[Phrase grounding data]

= Beginning of Section =

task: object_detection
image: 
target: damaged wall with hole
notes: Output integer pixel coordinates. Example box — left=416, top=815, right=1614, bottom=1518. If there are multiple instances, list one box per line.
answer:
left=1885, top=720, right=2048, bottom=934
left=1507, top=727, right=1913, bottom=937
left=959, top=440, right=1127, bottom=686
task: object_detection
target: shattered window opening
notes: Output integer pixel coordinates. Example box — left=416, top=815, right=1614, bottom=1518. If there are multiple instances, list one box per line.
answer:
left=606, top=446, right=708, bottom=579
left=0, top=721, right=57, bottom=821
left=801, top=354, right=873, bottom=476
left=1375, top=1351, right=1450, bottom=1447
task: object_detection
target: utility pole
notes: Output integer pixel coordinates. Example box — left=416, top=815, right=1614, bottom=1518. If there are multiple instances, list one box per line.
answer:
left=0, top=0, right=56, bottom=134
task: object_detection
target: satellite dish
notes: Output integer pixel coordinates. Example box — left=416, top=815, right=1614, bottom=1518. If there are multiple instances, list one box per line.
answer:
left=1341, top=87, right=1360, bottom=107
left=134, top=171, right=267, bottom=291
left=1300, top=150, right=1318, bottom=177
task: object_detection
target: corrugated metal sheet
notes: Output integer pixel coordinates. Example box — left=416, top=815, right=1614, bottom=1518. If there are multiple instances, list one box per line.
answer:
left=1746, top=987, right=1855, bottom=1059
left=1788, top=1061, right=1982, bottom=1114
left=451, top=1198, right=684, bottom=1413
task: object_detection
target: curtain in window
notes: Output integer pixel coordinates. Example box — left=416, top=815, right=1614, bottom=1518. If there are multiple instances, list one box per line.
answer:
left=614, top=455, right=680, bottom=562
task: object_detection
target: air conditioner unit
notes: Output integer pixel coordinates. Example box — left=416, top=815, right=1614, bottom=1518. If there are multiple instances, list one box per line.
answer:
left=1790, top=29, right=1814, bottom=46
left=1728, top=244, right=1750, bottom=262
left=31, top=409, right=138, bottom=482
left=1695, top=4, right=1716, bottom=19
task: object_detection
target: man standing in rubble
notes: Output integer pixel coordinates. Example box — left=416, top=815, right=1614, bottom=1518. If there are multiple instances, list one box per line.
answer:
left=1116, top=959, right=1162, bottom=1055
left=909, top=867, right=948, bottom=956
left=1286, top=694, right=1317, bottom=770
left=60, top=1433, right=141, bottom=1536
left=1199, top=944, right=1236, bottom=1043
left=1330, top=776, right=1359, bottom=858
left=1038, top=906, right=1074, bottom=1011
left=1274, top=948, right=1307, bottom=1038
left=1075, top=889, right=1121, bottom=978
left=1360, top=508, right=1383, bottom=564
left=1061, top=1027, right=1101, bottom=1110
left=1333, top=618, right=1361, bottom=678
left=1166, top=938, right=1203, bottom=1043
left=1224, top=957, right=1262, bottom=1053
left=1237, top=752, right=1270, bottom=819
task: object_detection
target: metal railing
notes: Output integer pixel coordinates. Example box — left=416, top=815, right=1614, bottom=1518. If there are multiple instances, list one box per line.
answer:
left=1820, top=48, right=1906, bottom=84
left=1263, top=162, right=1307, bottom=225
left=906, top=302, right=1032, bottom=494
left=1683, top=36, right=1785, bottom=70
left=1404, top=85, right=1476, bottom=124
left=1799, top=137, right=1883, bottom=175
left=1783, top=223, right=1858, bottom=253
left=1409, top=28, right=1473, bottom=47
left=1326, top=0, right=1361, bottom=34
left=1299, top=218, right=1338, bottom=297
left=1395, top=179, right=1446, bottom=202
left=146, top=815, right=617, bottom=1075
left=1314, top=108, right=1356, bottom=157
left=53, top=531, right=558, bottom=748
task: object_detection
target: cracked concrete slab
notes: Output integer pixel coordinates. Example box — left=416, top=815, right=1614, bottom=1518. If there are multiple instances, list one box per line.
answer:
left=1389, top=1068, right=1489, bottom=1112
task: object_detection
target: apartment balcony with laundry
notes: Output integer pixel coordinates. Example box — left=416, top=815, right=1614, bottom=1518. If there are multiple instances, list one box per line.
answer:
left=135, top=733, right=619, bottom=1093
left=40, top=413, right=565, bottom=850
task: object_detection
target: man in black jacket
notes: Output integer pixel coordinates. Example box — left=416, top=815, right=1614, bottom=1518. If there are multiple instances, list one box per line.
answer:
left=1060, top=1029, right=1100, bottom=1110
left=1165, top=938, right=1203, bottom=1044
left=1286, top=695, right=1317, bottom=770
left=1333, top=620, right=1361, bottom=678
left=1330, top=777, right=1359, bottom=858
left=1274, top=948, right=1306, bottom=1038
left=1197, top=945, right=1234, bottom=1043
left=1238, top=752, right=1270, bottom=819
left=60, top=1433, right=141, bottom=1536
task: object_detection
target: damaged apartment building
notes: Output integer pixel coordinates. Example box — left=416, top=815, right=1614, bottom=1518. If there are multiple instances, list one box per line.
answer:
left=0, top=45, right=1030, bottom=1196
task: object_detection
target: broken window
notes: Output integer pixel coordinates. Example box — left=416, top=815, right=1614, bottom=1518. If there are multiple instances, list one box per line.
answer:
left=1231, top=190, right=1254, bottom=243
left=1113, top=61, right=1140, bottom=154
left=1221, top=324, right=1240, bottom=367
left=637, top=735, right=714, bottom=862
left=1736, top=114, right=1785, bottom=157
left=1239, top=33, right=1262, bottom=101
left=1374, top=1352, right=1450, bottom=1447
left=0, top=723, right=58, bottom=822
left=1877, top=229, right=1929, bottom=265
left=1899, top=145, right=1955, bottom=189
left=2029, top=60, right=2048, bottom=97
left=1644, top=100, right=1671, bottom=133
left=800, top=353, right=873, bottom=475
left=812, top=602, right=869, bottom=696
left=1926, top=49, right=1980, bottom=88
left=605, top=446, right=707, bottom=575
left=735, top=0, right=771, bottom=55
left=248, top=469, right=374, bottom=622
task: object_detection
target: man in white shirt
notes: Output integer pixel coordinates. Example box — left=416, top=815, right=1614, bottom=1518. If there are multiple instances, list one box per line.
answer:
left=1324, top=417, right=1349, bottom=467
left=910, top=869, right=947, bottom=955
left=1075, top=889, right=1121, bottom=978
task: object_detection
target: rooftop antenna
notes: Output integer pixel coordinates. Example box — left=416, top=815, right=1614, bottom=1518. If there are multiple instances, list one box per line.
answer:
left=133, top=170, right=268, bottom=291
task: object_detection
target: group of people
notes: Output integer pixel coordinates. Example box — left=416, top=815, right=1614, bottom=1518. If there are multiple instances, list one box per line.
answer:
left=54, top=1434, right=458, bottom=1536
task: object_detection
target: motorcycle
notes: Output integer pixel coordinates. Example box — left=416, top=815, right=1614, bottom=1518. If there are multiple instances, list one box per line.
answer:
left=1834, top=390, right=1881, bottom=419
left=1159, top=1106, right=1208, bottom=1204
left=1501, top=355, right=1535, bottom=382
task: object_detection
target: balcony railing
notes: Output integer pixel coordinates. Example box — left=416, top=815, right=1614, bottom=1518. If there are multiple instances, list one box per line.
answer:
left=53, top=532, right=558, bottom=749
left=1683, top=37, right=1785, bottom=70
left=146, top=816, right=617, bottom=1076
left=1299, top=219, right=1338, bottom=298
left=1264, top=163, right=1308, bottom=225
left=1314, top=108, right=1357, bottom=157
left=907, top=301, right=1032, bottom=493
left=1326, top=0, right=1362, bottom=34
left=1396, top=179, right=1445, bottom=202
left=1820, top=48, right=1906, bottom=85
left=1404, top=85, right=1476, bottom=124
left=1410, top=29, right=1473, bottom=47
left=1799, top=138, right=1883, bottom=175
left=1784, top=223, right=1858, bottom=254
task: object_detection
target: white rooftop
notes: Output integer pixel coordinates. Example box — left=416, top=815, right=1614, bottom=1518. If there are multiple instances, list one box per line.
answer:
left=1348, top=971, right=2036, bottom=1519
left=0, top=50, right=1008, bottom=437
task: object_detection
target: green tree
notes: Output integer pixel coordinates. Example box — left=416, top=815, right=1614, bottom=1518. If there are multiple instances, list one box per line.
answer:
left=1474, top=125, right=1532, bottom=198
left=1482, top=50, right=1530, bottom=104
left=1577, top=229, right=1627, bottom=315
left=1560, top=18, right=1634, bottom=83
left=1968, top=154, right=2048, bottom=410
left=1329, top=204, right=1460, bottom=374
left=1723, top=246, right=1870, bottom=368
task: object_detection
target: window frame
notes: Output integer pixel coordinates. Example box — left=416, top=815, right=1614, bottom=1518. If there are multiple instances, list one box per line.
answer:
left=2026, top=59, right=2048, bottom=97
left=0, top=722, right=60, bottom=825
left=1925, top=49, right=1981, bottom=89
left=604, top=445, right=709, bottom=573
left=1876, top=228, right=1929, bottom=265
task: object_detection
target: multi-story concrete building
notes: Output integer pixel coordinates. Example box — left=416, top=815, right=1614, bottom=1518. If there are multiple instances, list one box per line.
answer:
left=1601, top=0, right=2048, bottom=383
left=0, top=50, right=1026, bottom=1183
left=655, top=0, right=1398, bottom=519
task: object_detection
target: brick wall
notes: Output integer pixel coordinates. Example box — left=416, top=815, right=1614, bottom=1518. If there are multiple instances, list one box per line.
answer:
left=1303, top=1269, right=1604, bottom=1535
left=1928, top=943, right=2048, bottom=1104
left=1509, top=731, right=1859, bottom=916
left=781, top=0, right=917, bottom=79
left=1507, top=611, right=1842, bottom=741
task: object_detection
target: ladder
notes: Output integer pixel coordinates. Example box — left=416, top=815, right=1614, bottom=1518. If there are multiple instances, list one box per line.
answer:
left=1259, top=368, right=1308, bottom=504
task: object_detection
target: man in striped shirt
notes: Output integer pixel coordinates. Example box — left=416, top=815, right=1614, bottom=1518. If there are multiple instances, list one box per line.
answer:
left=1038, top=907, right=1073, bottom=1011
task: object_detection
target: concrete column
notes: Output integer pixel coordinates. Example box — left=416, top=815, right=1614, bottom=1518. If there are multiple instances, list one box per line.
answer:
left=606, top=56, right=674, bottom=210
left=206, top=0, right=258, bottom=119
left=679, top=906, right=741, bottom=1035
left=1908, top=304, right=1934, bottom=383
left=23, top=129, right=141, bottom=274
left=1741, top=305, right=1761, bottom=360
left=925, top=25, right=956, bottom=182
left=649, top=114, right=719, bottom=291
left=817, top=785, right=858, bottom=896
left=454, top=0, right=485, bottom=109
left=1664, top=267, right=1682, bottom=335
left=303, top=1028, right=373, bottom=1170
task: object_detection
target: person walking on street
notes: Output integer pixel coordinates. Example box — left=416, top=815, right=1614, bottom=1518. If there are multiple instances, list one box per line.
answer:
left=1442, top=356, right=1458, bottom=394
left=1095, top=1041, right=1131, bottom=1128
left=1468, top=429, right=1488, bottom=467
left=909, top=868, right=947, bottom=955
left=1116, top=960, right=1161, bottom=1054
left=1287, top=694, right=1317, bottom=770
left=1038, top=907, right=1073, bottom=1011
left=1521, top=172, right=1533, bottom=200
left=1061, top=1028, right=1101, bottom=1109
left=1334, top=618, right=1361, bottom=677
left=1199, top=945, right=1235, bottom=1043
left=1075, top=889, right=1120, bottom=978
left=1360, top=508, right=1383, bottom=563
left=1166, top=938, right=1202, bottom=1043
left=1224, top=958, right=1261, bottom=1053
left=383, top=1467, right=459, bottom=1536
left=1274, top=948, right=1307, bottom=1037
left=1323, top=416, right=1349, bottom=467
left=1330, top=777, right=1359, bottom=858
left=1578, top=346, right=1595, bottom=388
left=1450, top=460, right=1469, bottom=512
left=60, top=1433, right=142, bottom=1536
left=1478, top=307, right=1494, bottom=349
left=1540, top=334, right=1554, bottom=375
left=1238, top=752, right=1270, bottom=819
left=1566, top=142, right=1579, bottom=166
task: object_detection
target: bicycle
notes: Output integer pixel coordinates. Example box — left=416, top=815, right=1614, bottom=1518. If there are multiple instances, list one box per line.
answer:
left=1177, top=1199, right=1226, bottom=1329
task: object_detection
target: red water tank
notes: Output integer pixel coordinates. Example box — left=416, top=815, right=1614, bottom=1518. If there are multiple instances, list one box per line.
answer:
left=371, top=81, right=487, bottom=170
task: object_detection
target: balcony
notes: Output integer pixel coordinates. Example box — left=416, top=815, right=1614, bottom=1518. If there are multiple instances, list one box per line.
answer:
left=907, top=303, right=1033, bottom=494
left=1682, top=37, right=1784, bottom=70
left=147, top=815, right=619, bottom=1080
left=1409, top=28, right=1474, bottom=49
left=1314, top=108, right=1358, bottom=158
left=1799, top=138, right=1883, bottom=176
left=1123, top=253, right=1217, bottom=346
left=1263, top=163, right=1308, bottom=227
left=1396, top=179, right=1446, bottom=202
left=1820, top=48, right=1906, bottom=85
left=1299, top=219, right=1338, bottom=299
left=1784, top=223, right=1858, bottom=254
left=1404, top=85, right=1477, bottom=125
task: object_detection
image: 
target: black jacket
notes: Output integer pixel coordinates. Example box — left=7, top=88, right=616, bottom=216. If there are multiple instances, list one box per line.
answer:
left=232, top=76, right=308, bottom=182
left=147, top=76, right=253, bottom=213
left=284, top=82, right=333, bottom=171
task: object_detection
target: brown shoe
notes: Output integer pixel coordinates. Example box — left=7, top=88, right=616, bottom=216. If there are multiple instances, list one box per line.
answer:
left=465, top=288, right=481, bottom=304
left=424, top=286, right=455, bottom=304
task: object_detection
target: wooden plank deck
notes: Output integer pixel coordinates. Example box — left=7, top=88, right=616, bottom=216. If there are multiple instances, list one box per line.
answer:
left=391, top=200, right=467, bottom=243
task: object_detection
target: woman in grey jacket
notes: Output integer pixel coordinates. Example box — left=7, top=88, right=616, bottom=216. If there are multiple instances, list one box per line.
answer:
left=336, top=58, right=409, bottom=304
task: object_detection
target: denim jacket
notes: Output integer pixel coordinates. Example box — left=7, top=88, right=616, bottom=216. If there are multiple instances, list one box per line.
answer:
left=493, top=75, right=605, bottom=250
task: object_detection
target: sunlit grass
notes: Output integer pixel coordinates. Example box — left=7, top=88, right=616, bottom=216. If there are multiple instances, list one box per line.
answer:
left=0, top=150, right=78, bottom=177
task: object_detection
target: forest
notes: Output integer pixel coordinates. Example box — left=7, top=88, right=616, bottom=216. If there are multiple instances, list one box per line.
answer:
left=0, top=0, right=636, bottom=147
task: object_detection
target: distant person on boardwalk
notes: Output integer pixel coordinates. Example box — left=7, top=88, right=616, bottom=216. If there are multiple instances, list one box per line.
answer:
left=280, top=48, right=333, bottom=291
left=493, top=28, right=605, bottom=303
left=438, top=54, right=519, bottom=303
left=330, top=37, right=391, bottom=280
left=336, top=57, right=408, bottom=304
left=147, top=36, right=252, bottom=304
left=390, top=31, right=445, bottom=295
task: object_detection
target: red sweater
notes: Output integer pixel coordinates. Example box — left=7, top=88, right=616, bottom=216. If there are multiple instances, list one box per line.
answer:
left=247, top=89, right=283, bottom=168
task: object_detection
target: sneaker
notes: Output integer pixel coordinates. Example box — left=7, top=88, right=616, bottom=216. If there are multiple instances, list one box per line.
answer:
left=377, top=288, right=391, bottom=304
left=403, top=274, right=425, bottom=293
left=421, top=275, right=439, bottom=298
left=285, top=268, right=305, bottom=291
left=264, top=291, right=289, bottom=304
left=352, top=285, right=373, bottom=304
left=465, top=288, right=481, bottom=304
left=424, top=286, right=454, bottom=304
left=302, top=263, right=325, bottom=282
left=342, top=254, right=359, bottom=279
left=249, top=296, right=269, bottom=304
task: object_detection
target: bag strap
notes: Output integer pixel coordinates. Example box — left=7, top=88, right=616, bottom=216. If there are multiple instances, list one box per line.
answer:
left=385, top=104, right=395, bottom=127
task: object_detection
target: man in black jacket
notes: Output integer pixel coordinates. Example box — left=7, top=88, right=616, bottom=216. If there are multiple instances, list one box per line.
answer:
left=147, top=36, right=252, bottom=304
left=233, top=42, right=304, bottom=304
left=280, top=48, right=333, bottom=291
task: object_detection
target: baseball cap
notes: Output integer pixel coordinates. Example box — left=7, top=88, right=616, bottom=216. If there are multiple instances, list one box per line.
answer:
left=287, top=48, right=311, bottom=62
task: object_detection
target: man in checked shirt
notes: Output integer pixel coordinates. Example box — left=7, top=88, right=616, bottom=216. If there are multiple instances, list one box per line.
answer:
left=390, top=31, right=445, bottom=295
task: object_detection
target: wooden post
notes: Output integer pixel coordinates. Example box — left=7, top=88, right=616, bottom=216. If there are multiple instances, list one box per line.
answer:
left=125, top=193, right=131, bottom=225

= End of Section =

### WHAT YOU HAVE TO DO
From the data above, gather every line that includes the word "rooftop".

### SOLUTION FOR THIS EXERCISE
target: rooftop antenna
target: white rooftop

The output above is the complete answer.